— Start Provided data —

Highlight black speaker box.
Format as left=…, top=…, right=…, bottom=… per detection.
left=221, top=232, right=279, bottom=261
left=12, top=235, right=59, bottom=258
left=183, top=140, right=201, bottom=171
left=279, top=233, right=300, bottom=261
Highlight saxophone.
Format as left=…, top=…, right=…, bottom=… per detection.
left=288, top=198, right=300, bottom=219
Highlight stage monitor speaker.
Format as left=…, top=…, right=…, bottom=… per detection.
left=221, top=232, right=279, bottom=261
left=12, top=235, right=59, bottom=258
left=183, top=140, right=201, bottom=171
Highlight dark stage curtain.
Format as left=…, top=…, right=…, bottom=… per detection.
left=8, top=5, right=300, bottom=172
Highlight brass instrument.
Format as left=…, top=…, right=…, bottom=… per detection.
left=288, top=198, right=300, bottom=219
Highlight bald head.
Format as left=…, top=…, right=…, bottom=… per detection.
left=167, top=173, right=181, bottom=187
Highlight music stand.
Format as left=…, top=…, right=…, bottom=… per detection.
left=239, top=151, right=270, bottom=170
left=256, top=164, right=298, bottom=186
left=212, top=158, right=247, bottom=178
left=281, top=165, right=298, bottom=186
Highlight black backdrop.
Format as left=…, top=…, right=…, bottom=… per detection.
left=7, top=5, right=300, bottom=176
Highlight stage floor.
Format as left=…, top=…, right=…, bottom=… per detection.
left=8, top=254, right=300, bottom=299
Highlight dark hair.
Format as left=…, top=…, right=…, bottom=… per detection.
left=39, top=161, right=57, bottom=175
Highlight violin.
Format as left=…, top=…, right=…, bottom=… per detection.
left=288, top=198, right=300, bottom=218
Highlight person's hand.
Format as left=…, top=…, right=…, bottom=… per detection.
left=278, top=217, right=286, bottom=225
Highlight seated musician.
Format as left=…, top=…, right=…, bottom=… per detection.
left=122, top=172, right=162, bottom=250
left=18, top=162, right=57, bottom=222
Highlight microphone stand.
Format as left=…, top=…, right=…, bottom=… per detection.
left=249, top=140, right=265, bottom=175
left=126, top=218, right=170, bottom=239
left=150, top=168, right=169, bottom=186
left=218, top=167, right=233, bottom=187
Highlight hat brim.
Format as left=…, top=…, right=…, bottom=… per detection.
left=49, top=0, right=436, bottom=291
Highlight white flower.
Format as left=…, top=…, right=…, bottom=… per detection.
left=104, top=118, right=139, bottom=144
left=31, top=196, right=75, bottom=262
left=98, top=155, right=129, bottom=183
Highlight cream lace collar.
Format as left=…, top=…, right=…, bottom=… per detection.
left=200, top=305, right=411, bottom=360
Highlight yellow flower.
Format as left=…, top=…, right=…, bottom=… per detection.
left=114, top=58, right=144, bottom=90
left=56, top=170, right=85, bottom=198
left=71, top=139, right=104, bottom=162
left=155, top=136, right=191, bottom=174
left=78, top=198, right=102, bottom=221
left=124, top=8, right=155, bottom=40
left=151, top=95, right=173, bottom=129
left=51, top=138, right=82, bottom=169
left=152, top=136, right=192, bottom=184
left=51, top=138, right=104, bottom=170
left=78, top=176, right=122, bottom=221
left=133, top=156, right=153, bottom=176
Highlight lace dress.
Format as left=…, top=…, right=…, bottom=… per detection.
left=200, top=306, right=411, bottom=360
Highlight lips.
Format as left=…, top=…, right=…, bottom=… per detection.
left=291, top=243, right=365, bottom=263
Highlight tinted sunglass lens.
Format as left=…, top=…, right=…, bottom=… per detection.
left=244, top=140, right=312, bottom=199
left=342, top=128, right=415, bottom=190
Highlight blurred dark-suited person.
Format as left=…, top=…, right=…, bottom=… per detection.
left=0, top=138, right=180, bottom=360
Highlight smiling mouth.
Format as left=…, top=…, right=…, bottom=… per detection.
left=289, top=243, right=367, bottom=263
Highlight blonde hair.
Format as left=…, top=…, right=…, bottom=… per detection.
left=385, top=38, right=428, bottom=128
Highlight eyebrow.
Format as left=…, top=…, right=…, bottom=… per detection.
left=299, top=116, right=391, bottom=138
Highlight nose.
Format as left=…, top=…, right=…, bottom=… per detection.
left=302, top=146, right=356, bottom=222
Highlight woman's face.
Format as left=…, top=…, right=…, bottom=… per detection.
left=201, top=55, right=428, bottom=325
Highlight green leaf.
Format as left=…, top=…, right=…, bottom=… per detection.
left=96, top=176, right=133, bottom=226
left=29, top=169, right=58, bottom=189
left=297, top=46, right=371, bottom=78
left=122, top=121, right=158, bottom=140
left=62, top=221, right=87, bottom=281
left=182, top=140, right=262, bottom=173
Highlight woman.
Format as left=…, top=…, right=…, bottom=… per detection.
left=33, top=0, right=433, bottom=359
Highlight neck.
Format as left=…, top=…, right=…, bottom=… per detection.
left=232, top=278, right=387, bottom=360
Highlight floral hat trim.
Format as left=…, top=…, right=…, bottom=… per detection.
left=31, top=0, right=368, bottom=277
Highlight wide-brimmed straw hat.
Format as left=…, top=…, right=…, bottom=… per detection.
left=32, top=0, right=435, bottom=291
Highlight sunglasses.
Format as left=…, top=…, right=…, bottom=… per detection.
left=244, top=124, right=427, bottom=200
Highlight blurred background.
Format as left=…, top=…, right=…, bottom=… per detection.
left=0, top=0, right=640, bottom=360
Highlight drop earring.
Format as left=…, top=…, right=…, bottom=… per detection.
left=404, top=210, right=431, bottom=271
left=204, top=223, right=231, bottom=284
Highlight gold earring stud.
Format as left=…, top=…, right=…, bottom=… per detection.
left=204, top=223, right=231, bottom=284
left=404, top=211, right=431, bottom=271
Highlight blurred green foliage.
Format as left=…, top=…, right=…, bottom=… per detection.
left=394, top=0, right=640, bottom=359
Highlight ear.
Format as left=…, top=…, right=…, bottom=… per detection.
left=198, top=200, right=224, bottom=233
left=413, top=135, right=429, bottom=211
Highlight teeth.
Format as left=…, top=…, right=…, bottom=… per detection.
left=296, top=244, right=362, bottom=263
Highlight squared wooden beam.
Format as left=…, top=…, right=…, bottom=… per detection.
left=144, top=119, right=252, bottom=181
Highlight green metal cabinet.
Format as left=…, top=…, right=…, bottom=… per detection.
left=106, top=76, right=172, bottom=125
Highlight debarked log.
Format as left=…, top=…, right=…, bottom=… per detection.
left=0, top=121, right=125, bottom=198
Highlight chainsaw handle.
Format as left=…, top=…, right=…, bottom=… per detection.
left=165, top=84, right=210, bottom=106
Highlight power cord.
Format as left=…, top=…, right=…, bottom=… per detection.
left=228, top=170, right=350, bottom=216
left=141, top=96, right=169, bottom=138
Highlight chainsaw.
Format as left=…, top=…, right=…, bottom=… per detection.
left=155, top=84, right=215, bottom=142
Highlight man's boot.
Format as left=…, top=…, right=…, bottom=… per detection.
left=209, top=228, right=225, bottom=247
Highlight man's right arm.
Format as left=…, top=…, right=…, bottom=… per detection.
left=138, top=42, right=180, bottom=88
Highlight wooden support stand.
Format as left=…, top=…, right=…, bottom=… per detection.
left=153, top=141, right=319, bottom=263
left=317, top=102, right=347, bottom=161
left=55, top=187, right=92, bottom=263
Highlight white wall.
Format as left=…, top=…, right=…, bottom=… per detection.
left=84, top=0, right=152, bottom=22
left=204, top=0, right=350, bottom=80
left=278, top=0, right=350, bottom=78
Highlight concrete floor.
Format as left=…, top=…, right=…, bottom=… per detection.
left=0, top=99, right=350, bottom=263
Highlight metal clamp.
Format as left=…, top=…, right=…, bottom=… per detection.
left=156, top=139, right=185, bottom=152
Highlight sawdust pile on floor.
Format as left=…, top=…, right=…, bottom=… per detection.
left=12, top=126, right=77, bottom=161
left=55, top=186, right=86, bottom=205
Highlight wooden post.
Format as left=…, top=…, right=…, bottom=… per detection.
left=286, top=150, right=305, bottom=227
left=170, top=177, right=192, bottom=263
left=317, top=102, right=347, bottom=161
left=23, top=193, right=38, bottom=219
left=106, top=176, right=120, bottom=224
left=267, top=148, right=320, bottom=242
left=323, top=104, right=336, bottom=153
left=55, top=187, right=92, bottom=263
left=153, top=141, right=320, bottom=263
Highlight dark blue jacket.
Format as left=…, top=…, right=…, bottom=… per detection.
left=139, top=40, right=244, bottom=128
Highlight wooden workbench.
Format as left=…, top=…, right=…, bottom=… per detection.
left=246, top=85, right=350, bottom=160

— End Provided data —
— Start Provided data —

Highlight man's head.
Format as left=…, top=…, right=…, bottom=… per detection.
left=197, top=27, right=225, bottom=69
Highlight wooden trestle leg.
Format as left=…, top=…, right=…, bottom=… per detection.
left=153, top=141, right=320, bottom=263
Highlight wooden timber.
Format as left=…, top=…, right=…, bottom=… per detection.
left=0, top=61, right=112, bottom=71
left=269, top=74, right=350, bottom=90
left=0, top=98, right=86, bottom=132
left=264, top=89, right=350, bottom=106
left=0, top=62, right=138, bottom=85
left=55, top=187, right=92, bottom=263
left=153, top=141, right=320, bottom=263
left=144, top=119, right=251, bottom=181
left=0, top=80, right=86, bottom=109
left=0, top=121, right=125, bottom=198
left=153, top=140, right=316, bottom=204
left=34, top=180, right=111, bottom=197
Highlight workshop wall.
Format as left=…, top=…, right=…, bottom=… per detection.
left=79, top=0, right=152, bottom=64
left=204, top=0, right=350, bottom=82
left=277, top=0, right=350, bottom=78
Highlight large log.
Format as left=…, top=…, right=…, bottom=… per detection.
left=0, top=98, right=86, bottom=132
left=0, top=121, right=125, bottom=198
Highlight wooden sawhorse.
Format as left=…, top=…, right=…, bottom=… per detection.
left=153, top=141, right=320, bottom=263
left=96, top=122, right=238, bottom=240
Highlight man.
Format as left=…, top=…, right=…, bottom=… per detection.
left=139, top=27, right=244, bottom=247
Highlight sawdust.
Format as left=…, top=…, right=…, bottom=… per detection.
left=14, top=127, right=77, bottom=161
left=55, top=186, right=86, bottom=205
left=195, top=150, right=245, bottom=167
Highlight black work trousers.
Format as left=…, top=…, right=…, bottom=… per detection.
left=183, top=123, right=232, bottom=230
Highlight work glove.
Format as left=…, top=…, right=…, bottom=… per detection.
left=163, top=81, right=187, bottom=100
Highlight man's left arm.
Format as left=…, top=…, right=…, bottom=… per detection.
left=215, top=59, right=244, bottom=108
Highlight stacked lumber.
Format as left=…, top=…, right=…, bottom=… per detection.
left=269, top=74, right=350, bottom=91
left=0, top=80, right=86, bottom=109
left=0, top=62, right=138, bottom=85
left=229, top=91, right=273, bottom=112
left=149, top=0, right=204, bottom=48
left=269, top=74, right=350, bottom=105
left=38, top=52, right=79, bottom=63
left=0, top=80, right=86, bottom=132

— End Provided data —
— Start Provided data —

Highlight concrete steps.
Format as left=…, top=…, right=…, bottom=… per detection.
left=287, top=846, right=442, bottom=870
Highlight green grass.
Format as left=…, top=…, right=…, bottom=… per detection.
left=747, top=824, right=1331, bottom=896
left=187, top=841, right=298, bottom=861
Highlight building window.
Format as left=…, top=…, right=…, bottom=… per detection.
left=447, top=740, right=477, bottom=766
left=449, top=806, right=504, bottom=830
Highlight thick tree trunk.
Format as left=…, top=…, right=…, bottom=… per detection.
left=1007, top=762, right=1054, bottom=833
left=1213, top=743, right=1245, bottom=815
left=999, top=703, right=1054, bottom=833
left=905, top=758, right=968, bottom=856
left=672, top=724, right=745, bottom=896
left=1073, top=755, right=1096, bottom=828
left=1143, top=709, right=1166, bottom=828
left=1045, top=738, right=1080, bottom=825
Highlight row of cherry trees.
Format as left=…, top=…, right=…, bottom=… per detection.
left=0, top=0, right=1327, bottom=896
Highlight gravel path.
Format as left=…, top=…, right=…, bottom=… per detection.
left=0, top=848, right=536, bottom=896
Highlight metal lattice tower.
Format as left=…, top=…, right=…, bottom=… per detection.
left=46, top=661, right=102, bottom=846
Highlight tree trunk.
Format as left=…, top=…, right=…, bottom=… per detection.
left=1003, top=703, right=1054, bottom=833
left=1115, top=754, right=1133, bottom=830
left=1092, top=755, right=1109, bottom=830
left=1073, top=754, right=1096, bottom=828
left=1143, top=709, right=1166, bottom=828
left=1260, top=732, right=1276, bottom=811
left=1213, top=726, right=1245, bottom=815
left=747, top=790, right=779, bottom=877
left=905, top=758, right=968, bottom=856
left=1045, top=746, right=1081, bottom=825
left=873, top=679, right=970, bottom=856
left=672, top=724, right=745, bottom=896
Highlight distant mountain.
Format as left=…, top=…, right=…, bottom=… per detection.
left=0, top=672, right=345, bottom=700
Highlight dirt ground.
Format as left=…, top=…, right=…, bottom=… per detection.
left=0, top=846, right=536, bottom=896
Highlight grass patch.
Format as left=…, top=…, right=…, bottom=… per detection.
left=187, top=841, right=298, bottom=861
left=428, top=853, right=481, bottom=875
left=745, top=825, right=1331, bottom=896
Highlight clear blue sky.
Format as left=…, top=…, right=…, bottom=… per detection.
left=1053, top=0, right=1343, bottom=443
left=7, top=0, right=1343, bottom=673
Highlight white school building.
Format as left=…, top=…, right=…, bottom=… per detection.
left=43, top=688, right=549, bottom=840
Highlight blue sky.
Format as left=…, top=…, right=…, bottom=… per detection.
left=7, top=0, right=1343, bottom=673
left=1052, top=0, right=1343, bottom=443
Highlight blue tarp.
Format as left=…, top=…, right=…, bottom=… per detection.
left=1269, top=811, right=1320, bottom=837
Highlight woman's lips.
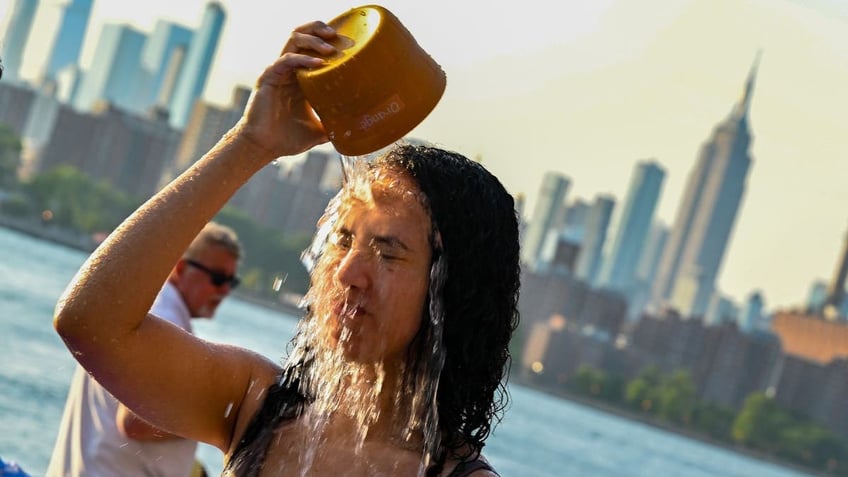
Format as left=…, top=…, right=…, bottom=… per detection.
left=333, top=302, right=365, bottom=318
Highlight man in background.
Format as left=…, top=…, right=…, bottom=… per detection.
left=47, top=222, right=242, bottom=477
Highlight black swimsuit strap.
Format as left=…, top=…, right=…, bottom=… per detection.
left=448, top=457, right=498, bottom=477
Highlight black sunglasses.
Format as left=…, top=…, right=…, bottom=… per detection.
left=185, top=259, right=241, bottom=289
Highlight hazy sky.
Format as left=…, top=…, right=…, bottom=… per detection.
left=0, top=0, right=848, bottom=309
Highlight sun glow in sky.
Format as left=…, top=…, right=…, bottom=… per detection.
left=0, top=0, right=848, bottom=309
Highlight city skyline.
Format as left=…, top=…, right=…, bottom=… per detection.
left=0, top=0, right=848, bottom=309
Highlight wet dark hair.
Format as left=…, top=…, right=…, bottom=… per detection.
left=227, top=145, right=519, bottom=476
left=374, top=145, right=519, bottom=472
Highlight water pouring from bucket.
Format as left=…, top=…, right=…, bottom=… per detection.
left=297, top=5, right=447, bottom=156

— End Provided data —

§ **The task**
Edit the records from the line containing "Highlight power cord." through the line containing "left=155, top=84, right=215, bottom=142" so that "chainsaw" becomes "circular saw", leaving everything else unchanged, and give only those lines.

§ **Correct result**
Highlight power cord.
Format as left=…, top=…, right=…, bottom=… per detection.
left=228, top=170, right=350, bottom=216
left=141, top=96, right=169, bottom=138
Highlight circular saw.
Format as left=…, top=…, right=…, bottom=… per detection.
left=155, top=84, right=215, bottom=142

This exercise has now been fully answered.